■ **Goal**: Output exactly, please, the lines of the records below from the one containing "countertop edge ->" through the final line.

■ **Task inputs**:
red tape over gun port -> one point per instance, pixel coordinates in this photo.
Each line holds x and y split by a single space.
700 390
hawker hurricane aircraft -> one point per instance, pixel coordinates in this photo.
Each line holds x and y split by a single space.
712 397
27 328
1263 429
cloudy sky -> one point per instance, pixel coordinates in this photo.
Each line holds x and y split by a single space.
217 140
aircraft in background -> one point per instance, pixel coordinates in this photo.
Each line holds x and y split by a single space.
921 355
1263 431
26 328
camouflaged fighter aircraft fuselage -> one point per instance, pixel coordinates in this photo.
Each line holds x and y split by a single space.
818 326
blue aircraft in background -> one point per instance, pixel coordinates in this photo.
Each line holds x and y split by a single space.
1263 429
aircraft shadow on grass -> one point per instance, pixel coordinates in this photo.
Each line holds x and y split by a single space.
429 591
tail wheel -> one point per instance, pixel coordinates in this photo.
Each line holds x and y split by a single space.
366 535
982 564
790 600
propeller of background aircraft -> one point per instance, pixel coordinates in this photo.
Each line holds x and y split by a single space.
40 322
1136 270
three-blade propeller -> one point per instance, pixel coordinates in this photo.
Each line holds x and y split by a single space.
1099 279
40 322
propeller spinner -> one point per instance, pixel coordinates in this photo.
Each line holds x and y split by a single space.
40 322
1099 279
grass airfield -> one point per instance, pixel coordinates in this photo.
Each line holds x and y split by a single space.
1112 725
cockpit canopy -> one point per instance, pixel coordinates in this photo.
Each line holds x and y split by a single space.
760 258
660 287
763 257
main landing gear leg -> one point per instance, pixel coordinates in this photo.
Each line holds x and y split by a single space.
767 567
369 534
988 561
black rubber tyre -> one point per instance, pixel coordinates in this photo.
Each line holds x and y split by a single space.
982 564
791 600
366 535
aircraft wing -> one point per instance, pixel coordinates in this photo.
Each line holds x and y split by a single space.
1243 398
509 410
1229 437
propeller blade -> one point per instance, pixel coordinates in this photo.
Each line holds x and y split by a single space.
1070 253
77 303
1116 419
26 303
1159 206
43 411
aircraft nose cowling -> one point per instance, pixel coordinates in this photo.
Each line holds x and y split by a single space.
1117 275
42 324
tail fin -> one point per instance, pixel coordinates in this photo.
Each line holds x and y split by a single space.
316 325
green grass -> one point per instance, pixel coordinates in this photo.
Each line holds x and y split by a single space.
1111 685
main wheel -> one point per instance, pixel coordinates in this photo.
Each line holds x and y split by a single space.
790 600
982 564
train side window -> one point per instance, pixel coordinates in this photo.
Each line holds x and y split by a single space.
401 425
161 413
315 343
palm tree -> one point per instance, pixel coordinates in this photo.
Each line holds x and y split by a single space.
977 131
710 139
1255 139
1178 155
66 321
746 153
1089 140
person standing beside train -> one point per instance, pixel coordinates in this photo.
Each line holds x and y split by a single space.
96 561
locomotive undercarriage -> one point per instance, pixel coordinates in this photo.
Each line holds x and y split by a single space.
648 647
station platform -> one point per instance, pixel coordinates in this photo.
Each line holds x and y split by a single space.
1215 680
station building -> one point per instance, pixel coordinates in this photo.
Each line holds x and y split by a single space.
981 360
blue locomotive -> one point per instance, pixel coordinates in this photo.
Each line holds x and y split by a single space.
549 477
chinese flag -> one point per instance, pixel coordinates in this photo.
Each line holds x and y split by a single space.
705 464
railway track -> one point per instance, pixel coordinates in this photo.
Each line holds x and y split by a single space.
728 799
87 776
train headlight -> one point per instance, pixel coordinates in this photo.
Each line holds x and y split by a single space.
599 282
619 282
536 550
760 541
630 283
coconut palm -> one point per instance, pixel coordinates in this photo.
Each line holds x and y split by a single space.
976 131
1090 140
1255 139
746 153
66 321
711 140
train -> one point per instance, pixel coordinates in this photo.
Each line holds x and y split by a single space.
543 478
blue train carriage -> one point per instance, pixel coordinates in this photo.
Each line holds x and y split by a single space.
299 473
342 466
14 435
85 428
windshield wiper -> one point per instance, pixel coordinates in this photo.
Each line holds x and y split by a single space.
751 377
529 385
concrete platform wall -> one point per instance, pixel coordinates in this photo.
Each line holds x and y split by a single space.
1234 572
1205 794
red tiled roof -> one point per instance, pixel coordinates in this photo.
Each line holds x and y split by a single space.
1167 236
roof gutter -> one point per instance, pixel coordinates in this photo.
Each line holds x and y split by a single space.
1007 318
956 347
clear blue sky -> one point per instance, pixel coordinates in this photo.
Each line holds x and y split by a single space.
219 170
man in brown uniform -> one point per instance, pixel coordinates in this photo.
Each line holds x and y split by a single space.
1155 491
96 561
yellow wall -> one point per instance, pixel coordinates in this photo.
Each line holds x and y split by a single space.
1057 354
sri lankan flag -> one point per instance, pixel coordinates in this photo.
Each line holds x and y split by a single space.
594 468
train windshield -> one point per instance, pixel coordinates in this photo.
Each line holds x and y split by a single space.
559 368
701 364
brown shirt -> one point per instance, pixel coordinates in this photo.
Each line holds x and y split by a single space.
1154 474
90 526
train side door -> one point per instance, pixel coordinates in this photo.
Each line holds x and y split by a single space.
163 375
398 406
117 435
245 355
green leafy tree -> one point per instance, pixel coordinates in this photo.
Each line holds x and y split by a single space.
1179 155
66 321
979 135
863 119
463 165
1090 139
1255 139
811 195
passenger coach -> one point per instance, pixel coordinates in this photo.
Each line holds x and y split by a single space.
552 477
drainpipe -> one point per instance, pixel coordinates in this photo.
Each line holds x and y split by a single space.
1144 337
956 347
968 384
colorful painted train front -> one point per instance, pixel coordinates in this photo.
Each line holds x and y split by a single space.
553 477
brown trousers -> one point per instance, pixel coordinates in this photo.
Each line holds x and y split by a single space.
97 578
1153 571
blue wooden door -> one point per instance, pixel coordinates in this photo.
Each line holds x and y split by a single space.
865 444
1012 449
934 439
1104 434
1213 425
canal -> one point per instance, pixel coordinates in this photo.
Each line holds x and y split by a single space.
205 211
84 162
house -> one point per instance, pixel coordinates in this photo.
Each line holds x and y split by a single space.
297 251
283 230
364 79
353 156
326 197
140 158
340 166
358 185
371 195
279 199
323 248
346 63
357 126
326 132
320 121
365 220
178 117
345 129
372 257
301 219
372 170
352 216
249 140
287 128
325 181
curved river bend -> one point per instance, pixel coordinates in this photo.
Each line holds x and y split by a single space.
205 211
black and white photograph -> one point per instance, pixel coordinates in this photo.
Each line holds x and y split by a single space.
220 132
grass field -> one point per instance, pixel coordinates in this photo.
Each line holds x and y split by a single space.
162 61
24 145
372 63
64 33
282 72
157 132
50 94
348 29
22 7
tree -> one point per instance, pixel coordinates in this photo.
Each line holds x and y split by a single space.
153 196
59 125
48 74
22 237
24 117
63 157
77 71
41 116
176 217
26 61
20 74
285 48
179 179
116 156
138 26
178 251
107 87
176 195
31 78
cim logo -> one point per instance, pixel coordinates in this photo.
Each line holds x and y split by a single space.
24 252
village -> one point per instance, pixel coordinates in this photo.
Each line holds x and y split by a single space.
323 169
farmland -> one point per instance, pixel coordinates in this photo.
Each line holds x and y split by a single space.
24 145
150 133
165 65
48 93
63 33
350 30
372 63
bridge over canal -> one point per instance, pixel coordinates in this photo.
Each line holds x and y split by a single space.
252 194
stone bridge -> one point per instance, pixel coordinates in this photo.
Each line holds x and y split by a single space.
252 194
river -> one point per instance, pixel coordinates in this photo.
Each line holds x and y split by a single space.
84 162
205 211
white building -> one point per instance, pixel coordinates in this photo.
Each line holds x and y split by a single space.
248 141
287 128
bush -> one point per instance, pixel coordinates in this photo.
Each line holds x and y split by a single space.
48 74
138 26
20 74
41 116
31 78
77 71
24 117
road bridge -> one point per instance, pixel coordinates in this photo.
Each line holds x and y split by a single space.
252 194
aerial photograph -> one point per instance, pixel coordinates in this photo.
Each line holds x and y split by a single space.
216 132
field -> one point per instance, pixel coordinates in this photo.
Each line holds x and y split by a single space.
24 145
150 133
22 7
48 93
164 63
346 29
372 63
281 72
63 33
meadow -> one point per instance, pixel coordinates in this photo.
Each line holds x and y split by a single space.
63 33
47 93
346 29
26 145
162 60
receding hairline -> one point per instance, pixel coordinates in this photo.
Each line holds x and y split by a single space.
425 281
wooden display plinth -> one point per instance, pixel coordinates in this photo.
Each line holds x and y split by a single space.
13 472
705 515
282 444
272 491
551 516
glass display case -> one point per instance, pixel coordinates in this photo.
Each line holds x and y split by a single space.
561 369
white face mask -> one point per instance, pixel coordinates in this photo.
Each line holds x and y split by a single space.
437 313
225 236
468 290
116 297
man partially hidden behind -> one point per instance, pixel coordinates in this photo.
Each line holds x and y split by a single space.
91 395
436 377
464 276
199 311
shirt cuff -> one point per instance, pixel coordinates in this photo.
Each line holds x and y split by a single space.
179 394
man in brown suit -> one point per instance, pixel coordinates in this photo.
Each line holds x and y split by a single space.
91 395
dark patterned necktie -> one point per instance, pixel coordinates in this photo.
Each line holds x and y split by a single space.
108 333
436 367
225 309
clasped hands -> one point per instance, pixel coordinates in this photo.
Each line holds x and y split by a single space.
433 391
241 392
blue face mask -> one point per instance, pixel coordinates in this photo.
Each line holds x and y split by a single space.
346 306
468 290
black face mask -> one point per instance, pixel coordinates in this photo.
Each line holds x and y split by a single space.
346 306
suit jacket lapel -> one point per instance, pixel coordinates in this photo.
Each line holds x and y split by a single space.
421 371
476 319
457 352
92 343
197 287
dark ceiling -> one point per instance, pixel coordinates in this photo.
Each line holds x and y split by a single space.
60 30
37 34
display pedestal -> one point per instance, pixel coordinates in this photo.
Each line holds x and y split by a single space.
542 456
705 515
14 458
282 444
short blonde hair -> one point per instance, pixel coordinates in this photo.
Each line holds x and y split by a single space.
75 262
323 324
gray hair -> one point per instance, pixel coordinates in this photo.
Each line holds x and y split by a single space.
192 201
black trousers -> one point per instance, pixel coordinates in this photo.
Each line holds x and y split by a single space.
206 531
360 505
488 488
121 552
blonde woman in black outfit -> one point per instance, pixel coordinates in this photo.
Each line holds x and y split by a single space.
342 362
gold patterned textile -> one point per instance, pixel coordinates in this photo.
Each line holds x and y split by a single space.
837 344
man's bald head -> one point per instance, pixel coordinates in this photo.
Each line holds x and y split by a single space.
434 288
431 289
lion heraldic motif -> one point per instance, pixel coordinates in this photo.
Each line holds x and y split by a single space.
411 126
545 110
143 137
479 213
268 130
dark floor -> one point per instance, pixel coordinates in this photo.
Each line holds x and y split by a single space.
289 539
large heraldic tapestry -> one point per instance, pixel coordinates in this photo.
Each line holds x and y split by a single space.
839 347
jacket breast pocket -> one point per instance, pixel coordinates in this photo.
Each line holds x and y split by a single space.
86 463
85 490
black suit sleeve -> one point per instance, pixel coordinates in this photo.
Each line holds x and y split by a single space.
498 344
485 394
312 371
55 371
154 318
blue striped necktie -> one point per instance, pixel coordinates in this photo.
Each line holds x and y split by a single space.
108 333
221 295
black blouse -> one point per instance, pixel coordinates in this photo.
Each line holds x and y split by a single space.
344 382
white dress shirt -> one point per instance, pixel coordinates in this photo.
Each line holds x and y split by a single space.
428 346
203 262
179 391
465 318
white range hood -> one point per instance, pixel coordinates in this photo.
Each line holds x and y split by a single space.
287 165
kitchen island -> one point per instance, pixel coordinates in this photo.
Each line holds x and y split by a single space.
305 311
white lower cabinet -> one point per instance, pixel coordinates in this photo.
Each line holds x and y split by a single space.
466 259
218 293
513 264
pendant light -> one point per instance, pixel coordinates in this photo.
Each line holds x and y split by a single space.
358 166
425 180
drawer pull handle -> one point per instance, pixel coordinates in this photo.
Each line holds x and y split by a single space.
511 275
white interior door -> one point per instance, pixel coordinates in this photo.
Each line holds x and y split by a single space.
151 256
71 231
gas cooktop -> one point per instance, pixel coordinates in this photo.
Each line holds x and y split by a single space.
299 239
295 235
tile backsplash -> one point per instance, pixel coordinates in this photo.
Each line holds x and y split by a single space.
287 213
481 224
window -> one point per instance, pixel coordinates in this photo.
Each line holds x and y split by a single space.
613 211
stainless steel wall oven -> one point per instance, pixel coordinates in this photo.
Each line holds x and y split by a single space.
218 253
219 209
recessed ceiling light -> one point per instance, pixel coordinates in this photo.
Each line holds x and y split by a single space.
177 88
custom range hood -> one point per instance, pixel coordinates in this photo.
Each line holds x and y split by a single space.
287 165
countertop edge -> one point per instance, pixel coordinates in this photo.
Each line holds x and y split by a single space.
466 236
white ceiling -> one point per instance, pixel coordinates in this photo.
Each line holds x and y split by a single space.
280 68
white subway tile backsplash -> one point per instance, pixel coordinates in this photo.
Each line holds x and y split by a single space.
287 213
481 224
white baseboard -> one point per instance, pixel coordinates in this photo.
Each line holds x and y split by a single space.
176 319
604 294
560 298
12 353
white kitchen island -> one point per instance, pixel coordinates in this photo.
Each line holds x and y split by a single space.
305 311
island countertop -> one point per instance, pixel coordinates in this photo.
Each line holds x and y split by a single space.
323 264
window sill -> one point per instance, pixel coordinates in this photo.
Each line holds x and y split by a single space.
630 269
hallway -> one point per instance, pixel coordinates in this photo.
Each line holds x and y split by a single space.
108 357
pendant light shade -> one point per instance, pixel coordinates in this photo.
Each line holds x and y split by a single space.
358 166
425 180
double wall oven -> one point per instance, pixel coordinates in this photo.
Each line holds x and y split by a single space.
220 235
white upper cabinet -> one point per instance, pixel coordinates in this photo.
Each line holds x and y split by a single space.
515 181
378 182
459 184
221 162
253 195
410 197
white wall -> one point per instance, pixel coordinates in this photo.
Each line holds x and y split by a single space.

■ **Reply**:
countertop edge -> one point per instance, pixel coordinates in this photo.
Each line holds x and y split by a single space.
466 236
white ceiling -> one point per instance, pixel coordinates in this photo.
Each line holds x and y split by a single space.
280 68
white subway tile backsplash -> one point per instance, pixel coordinates in this photo.
Each line holds x and y split by a single space.
287 213
481 224
white baseboard -> one point per instance, pixel coordinates in this photo.
Each line holds x and y split by a single space.
176 319
604 294
560 298
12 353
white kitchen island -> one point per instance, pixel coordinates in this photo.
Each line holds x and y split by a single space.
305 311
island countertop -> one point per instance, pixel coordinates in this photo.
Each line holds x and y split by a single space.
323 264
window sill -> one point per instance, pixel coordinates in this photo.
Each line holds x and y split by a single space.
630 269
hallway -> one point per instance, pixel coordinates in this photo.
Each line holds x and y split by a single space.
108 357
pendant light shade -> one point per instance, pixel coordinates in this photo.
Each line holds x and y split by a single space.
358 166
425 180
double wall oven -> one point per instance, pixel coordinates in this photo.
Each line holds x and y split by a single space.
220 235
white upper cabinet -> one point per instance, pixel coordinates in this photo.
Each line holds x and y split by a single space.
515 181
378 182
459 184
221 162
253 195
410 197
white wall -> one point per instance, pixel coordinates in this photo.
Each line holds x and y split by a single space.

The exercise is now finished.